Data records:
———

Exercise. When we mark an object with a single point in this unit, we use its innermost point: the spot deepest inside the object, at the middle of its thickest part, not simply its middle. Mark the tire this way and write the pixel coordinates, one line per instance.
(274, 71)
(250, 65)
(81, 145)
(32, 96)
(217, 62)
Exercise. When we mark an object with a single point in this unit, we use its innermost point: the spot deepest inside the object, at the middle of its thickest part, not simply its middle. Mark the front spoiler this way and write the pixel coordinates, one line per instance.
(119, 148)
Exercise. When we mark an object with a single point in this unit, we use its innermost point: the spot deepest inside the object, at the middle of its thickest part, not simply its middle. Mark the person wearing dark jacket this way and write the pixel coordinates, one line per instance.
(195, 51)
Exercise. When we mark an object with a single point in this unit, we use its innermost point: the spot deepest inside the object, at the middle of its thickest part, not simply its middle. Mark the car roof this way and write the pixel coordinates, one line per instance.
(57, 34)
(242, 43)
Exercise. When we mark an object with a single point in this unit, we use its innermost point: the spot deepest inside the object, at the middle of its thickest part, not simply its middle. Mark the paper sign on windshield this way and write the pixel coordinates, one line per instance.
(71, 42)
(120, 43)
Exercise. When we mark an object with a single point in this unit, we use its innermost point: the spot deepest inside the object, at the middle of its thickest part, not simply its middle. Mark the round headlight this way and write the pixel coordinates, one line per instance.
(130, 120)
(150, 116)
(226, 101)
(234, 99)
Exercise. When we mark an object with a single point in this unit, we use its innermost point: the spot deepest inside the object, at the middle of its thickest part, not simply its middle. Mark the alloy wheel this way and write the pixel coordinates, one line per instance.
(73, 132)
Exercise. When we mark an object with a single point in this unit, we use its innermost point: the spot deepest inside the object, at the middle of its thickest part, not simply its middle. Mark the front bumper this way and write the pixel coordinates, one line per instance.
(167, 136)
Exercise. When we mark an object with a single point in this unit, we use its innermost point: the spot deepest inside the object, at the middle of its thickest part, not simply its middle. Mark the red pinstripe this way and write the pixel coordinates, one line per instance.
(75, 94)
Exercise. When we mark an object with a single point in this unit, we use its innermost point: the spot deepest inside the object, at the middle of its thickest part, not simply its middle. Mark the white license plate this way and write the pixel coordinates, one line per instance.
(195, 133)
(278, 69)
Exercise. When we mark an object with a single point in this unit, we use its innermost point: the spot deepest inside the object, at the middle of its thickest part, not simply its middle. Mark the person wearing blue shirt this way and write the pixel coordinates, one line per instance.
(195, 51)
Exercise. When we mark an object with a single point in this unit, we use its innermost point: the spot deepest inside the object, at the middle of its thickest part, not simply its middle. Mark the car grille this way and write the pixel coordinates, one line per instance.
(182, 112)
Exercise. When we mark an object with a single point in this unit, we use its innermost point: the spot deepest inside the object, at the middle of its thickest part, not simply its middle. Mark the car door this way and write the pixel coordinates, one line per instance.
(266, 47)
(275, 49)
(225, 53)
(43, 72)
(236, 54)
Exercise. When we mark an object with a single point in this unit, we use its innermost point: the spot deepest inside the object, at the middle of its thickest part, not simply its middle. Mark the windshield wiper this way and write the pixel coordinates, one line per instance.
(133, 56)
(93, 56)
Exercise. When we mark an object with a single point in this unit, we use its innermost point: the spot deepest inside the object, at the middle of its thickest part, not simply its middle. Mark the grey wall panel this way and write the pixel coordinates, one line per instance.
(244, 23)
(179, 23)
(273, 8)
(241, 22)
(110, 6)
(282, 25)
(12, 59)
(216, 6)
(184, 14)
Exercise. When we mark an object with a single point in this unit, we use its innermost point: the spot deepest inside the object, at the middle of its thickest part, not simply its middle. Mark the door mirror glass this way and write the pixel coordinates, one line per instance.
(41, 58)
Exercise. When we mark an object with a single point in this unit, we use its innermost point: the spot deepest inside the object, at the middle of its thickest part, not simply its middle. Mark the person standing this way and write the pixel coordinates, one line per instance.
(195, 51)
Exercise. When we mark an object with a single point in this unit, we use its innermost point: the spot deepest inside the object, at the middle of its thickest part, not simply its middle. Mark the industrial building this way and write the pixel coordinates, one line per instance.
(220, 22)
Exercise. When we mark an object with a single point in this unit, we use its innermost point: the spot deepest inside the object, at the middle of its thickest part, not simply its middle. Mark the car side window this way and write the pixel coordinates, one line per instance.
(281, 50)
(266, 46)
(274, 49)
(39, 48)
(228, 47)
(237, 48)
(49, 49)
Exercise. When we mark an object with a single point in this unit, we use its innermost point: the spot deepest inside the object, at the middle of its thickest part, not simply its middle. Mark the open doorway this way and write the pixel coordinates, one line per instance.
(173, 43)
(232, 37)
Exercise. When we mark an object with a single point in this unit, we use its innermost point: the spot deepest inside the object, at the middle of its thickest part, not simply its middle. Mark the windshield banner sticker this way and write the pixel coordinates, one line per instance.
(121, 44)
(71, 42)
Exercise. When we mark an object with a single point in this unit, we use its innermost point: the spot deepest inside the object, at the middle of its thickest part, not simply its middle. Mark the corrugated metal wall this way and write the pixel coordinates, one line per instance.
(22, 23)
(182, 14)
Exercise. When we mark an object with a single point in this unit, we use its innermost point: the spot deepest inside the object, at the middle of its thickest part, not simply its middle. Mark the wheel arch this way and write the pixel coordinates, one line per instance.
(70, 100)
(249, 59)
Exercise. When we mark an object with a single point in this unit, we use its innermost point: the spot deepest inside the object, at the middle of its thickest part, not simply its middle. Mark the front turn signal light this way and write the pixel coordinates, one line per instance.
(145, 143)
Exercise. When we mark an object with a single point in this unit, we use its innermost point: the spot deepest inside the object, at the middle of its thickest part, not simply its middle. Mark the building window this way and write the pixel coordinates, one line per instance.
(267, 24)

———

◆ Instructions to follow ◆
Reproduce every line of the records above verbatim, in the original order.

◆ Completed task ◆
Exercise. When we mark an object with a single point in this unit, we use its innermost point: the spot deepest inside the object, at the middle of its thickest part, not simply its middle. Mark the tire this way and write the pixel coordinates, one line per instance.
(274, 71)
(250, 65)
(81, 145)
(32, 96)
(217, 62)
Exercise. When we mark an object with a single point in this unit, we use its innermost point: the spot deepest inside the object, at the middle of its thickest part, not simply its middle. Mark the front spoiler this way and write the pixel coordinates, one line per instance.
(119, 148)
Exercise. When we mark an object with a single point in this unit, we use its innermost point: the spot deepest inside the object, at the middle of its thickest part, not simply its middle. Mark the person wearing dark jacket this way and write the pixel coordinates, one line per instance.
(195, 51)
Exercise. When we mark an object with a single point in this unit, we use its innermost point: the spot deepest inside the object, at the middle of its thickest part, not simply its middle. Mark the car roof this way and write the pixel coordinates, one line per instance.
(57, 34)
(242, 43)
Exercise. When we mark an object with a single point in this unit, we use its innermost point: the spot deepest inside the object, at the middle of its thickest part, not simply its middle. Mark the paper sign on windshield this way and write the pixel coordinates, one line per instance.
(71, 42)
(120, 43)
Exercise. When we mark an object with a single point in this unit, we use its innermost point: the spot deepest inside the object, at the middle of its thickest part, not simply its middle. Mark the round headlight this way and write the pixel coordinates, one line per instance.
(130, 120)
(150, 116)
(226, 101)
(234, 99)
Exercise. When we mark an object with a single point in this unit, we use its innermost point: the spot deepest inside the object, at the middle of its thickest part, not simply its middle. Mark the alloy wheel this way and write the pixel coordinates, one line per instance.
(73, 132)
Exercise. When we mark an object with a single point in this unit, we use its innermost point: the spot deepest inside the object, at the middle of its thickest part, not simply its middle. Mark the front bumper this way and write the pixel coordinates, one line per instance.
(167, 136)
Exercise. When we mark an object with a single point in this unit, we use its innermost point: the spot deepest inside the object, at the middle of its thickest part, not simply its middle. Mark the red pinstripe this way and write the pixel coordinates, one line per instance.
(75, 94)
Exercise. When we mark an object with a single point in this unit, we use its innermost point: the spot deepest inside the object, at the middle of its thickest part, not simply its middle. Mark the white license plate this way and write the pixel coordinates, one line per instance.
(195, 133)
(278, 69)
Exercise. When we mark an object with a single point in this unit, we use its innermost point: the spot deepest inside the object, at the middle of its thickest part, not simply its middle. Mark the person wearing blue shirt this way and write the pixel coordinates, one line per instance.
(195, 51)
Exercise. When we mark an object with a single point in this unit, we use its innermost point: the spot deepest inside the object, at the middle of its thickest part, not simply its middle. Mark the car grille this way and write the pixel coordinates, one line per instance.
(182, 112)
Exercise. When we mark an object with a single point in this unit, we use its innermost point: the spot deepest inside the object, at the middle of its thickest part, not simply its middle. Mark the car door this way and write the pixel coordinates, one line per instance.
(266, 47)
(275, 49)
(225, 53)
(43, 72)
(236, 54)
Exercise. When we mark an object with a single point in this unit, we use its innermost point: the spot deepest inside the object, at the middle of its thickest part, not simply its middle. Mark the windshield wiper this way and write the pixel coordinates, one line per instance.
(133, 56)
(93, 56)
Exercise. When we mark an object with a single point in this unit, we use its innermost point: the spot deepest inside the object, at the middle of its thickest part, not simply its middle. Mark the grey wall panel this way and write the pixel coordinates, one line per instance.
(244, 23)
(179, 23)
(273, 8)
(241, 22)
(110, 6)
(282, 25)
(12, 59)
(216, 6)
(184, 14)
Exercise. When we mark an object with a single point in this unit, we use its innermost point: the spot deepest inside the object, at the middle of its thickest part, not simply its middle. Mark the door mirror glass this way and write the pixel coordinates, one line per instance.
(41, 58)
Exercise. When we mark an object with a single point in this unit, we use its innermost point: the spot deepest inside the object, at the middle of its thickest part, not simply its middle. Mark the person standing this way and write the pixel coordinates, one line per instance.
(195, 51)
Exercise. When we mark an object with a single point in this unit, we use its innermost point: the spot deepest inside the object, at the middle of its thickest part, not simply its middle. Mark the industrial building this way and write the pixel coordinates, one line per instance.
(220, 22)
Exercise. When we mark an object with a single point in this unit, we use its innermost point: the spot deepest inside the object, at the middle of its thickest part, not simply its middle. Mark the car side window this way and write the pixel coordinates, one line per instance.
(281, 50)
(266, 46)
(274, 49)
(39, 48)
(228, 47)
(237, 48)
(49, 49)
Exercise. When we mark an object with a single point in this unit, we use its innermost point: the spot deepest inside the object, at the middle of its thickest part, not simply its middle. Mark the open doorway this way and write the pixel coordinates, one line per instance.
(173, 43)
(232, 37)
Exercise. When we mark an object with a single point in this unit, we use its innermost point: the spot deepest inside the object, at the middle of its thickest part, not simply its middle. Mark the windshield banner sticker this way and write the pixel coordinates, one line per instance.
(121, 44)
(71, 42)
Exercise. When we mark an object with a single point in this unit, we use its innermost point: the spot deepest inside the object, at the middle of its thickest part, not simply its middle. Mark the corrugated metal wall this way and write the pixel coordinates, one line per instance.
(22, 23)
(182, 14)
Exercise. When we mark an object with a single point in this unit, we use its innermost point: the spot deepest inside the object, at the middle of its thickest part, not simply its middle. Mark the wheel arch this way and write the pixel coordinates, one line per instance.
(70, 100)
(249, 59)
Exercise. When we mark an object with a single point in this unit, we use its innermost point: the spot deepest inside the object, at the middle of its thickest part, not simply its middle. Mark the front turn signal light this way and write the pixel coordinates, one line per instance.
(145, 143)
Exercise. When we mark an object with a single point in this unit, we use its innermost point: the spot deepest inside the object, at the middle of its thickest part, not simply its middle. Mark the building window this way and write the pixel coordinates, one line per instance.
(267, 24)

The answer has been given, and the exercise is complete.